(Free-text object descriptions)
·····

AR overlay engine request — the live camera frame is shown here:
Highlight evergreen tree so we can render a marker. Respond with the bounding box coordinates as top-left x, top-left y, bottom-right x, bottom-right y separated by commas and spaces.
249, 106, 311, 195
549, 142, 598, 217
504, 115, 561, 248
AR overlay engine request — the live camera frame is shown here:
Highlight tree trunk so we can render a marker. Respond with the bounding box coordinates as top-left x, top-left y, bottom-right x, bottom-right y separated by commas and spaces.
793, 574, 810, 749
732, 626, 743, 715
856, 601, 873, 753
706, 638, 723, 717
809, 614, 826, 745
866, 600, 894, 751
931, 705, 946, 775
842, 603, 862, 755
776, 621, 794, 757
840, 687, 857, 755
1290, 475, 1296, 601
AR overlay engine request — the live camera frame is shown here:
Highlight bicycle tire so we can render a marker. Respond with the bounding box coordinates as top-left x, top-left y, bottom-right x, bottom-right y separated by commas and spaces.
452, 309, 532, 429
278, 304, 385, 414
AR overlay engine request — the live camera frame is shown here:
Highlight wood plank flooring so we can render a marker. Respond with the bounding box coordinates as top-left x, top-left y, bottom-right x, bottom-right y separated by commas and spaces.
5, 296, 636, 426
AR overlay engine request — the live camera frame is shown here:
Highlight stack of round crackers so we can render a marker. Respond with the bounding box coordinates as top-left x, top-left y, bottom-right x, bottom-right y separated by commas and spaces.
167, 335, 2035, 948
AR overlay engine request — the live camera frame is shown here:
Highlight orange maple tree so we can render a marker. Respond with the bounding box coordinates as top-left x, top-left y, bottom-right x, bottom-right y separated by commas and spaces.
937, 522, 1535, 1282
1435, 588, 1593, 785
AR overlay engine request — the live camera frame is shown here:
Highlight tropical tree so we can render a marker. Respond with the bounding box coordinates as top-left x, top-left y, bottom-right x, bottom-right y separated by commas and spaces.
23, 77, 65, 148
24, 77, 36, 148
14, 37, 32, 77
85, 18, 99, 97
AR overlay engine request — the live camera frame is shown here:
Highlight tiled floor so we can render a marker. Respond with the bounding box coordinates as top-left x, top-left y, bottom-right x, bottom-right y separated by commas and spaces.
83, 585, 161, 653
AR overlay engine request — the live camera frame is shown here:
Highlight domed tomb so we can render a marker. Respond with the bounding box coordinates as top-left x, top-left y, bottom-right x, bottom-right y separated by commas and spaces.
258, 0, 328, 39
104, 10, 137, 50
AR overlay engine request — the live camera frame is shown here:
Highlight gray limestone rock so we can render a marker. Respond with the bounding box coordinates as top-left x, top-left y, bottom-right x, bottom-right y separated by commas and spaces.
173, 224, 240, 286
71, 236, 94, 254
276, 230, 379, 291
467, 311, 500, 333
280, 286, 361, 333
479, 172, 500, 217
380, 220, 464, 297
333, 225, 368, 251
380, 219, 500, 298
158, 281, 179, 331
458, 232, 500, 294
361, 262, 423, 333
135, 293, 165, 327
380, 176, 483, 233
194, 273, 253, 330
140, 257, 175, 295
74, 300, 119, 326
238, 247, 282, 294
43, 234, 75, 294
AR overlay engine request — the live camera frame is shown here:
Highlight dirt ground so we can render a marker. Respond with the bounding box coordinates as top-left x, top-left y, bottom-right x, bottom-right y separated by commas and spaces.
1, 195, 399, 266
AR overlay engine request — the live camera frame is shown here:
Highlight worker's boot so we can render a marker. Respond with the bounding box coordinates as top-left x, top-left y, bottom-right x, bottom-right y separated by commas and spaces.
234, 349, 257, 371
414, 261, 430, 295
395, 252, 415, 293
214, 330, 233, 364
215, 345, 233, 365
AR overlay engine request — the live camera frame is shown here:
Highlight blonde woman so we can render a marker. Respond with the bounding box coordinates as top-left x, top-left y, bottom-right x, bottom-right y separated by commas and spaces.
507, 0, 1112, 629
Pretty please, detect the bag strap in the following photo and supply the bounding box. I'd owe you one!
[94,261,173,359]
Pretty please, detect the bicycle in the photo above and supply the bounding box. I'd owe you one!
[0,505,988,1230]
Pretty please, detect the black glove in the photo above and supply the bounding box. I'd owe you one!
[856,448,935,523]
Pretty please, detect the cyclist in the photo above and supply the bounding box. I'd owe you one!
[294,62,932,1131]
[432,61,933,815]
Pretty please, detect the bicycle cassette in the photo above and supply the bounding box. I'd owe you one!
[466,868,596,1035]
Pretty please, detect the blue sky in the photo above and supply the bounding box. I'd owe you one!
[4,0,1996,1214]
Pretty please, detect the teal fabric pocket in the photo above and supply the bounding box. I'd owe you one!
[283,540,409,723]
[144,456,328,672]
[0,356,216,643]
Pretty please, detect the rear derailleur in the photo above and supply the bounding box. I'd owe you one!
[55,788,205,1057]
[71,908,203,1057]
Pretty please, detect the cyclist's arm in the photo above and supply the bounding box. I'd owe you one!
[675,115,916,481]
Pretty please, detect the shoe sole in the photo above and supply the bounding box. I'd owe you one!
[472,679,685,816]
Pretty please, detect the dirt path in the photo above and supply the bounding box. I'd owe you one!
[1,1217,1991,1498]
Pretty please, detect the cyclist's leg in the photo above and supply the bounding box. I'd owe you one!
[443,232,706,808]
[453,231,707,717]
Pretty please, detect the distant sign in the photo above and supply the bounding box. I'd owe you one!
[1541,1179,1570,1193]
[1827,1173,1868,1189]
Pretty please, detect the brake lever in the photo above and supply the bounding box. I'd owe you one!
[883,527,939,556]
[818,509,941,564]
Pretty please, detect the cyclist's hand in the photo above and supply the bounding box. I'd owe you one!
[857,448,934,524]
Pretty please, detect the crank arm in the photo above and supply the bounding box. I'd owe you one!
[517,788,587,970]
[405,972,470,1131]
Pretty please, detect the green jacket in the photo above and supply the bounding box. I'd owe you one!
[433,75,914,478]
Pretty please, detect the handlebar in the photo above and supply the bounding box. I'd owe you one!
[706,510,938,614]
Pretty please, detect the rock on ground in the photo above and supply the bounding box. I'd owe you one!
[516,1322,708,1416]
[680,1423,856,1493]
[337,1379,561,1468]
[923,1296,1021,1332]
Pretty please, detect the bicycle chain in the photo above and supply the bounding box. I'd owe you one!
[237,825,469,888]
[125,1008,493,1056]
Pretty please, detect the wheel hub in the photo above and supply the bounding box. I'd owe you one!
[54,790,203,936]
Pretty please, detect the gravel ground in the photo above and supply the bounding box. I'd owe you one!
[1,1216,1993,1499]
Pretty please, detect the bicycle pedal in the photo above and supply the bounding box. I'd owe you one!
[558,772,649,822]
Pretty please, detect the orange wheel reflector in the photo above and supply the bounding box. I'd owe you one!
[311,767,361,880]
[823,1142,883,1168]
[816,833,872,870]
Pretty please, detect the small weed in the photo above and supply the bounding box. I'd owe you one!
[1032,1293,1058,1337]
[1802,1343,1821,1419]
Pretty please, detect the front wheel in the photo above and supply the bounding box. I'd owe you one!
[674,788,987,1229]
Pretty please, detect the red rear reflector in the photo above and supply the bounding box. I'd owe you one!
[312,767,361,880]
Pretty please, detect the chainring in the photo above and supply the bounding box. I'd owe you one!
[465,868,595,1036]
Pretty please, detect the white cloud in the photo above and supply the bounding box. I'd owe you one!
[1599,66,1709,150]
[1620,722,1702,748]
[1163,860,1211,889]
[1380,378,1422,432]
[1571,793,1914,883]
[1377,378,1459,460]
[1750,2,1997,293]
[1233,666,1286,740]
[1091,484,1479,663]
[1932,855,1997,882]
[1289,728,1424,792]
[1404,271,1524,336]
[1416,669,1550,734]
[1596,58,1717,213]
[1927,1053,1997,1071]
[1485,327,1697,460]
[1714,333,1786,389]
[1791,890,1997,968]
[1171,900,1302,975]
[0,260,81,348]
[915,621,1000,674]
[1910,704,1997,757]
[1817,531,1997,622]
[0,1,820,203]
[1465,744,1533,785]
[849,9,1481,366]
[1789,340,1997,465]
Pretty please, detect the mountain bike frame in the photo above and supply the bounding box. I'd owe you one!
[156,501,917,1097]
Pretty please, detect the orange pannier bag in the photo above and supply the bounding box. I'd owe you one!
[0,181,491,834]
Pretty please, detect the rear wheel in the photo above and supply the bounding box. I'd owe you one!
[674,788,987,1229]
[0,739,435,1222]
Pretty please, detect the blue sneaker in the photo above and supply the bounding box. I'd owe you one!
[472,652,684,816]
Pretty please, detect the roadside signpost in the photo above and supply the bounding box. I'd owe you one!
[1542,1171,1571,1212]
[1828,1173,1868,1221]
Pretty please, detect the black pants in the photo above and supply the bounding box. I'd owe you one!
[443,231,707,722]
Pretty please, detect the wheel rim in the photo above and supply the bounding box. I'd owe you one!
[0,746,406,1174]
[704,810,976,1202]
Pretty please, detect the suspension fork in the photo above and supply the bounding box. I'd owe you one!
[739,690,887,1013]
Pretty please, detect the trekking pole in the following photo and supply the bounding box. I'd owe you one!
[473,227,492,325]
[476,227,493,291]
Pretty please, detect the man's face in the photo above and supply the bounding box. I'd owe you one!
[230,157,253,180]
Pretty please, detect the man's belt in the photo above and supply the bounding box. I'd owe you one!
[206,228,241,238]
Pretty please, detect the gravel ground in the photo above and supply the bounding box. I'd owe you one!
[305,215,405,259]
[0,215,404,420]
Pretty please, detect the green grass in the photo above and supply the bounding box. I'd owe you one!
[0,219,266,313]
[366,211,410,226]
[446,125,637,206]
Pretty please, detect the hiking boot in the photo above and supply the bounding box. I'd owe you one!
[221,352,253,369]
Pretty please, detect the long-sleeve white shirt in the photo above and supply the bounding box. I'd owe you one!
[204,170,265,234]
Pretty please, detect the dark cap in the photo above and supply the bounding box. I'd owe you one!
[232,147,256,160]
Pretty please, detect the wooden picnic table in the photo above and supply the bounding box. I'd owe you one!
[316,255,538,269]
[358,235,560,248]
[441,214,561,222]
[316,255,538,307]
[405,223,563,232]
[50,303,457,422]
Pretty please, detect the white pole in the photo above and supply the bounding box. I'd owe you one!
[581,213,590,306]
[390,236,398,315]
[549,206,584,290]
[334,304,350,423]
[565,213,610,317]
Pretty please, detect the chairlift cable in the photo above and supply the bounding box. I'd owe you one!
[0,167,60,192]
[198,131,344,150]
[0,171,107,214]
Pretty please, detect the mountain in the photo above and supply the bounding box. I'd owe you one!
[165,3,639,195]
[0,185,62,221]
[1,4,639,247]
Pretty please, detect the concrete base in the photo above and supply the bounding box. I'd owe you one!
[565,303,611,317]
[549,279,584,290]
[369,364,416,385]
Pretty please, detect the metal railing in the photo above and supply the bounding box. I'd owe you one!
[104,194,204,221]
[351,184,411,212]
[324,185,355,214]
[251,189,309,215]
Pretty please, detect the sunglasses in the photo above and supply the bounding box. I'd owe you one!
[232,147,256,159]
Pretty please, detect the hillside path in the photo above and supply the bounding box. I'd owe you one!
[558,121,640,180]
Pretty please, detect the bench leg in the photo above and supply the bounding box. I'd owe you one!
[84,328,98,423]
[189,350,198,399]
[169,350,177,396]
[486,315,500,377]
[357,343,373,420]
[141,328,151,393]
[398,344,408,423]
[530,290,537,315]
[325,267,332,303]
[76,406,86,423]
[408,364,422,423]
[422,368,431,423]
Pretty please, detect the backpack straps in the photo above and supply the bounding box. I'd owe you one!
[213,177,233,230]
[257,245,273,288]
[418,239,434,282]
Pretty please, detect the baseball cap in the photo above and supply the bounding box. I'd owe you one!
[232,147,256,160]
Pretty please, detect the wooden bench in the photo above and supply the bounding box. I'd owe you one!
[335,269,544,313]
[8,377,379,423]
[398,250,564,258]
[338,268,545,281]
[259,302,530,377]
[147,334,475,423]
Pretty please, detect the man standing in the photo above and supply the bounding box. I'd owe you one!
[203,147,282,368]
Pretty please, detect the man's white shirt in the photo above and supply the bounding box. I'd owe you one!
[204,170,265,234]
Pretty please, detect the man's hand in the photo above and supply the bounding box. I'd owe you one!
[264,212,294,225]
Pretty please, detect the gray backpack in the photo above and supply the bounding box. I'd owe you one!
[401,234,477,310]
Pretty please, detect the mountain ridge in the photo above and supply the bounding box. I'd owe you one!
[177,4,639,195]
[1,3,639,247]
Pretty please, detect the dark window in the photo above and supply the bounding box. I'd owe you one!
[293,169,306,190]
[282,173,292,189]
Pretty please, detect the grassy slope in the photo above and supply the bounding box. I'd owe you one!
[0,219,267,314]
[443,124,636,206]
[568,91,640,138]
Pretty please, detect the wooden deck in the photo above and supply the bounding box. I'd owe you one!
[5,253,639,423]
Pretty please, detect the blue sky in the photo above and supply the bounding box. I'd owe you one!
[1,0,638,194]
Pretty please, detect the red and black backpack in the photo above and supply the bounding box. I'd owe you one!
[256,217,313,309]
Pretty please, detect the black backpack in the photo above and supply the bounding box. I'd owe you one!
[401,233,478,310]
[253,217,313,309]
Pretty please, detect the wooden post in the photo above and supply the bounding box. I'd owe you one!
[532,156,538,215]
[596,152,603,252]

·····

• EXERCISE: Nothing but the lines from the one that contains "Pretty please, detect the black backpack" through the last line of the entries should appear in your reply, each repeated exactly.

• RESPONSE:
Pretty please, detect the black backpack in the photo above and supply the bounding box. I'd owe you one!
[401,233,478,310]
[253,217,313,309]
Pretty please, detect the wooden post in the photo above and supply the bounding box. I'd owe you one!
[532,156,538,215]
[596,152,603,252]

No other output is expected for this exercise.